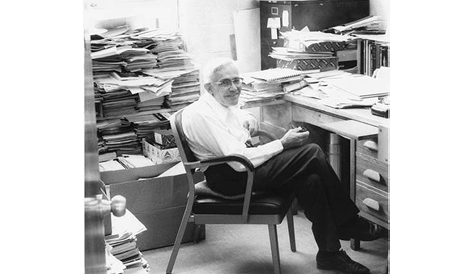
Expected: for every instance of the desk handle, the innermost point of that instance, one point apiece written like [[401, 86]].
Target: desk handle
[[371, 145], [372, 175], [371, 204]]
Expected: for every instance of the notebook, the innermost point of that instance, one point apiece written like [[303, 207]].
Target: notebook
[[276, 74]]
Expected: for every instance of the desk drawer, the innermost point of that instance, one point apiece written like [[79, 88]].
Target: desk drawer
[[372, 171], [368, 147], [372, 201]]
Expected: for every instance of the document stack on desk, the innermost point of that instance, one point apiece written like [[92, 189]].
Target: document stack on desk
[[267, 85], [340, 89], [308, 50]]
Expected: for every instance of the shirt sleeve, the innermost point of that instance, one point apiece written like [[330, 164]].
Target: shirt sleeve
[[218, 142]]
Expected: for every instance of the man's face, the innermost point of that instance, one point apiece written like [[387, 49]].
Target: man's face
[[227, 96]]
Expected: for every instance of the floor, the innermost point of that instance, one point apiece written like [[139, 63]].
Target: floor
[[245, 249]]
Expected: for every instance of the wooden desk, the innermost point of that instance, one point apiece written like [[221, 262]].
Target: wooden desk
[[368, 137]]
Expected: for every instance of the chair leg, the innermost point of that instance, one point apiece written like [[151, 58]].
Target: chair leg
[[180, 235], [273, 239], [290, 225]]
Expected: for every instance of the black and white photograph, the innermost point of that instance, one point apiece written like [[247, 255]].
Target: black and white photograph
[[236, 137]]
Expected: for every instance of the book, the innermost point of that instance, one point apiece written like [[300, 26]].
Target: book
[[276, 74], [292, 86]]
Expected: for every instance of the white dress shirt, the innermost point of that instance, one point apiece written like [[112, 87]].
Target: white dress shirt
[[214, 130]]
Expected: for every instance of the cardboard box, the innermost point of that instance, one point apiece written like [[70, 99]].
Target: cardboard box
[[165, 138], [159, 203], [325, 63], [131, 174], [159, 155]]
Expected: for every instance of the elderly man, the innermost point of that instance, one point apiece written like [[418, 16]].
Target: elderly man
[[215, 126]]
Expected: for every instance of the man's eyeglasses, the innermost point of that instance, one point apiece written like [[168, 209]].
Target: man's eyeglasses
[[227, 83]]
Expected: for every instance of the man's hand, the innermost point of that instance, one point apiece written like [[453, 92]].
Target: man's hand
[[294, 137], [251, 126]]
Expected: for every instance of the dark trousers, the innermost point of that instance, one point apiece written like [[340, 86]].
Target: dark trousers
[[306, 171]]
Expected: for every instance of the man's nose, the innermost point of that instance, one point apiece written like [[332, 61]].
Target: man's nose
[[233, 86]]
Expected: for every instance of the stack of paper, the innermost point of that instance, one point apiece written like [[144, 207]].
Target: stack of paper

************

REQUIRED TASK:
Can you write out all of the data above word for word, leaving the pictures out?

OUTPUT FOR THIS TASK:
Expected: for every instance of the desk handle, the innermost point of that instance, one point apiece written like [[401, 86]].
Target: desk handle
[[371, 145], [372, 175], [371, 204]]
Expected: for every instance of the notebook, the innermost point of that instance, one point apiece written like [[303, 207]].
Target: notebook
[[276, 74]]
Expected: for every instance of the desk drawer, the innermost point of that instance, one point apiece written like [[79, 88]].
Target: desk drawer
[[372, 171], [368, 147], [372, 201]]
Expected: for every instance of the document stack on desk, the innermost point of that instance, one point apiece written like [[92, 189]].
Target: document stack on desk
[[267, 85], [340, 89], [308, 50]]
Expected: for every instance of the shirt sleeve, the innermost point of that instance, one point apiece written like [[330, 164]].
Target: shirt sleeve
[[218, 142]]
Expected: for every instance of the man's face, the innermost point of that instance, one point apiece written like [[387, 49]].
Target: man's face
[[227, 96]]
Expected: for every instance of the floor, the innermost point of that instance, one point apiece written like [[139, 63]].
Target: floor
[[245, 249]]
Expected: for every instance of the wooden desk, the innermost point of that instance, one point apiece written like [[221, 262]].
Target: wooden desk
[[368, 137]]
Expected: for every instance of the chair leg, the innermost point of that instance, one point apiece written like [[151, 58]].
Target: chair leg
[[180, 235], [273, 239], [290, 225]]
Expected: for every instance of the black and white photograph, the innermost point of that instance, one point apiece written like [[247, 255]].
Target: black and white photograph
[[236, 137]]
Expected: for every instance of the book, the innermost point of that instance, one point apiece written like [[300, 26]].
Target: book
[[276, 74], [292, 86]]
Expected: for every instance of the white dress shirt, the innermost point of that instance, one point apiece written like [[112, 87]].
Target: white dress shirt
[[214, 130]]
Expected: for every instance of the cardboard box, the innermost point of that instance, one point apiece written like [[70, 99]].
Target: cardboard box
[[165, 138], [159, 203], [325, 63], [131, 174], [159, 155]]
Expected: for every instance of the elderly man, the innermost point of that instance, one point apiece written like [[418, 16]].
Target: elderly man
[[215, 126]]
Expected: for every instance of the man's eyeglasses, the innermost point of that instance, one point apiece written like [[168, 209]].
Target: man's eyeglasses
[[227, 83]]
Expected: for every instance of the man's hand, the innermost point of that instance, one point apiece written like [[453, 92]].
Target: man's hand
[[294, 137], [251, 126]]
Expected: for every instance of the dark trousers, the innermost point of that instance, one point apiece written like [[340, 86]].
Target: dark trousers
[[306, 171]]
Expected: for every instance of the man's nose, the innermost point of that instance, one point apiece written like [[332, 61]].
Target: man's nose
[[233, 86]]
Expected: for every instance of the stack of paper, the innermost point of that instance, one point apiece written like [[144, 207]].
Target: stack of paper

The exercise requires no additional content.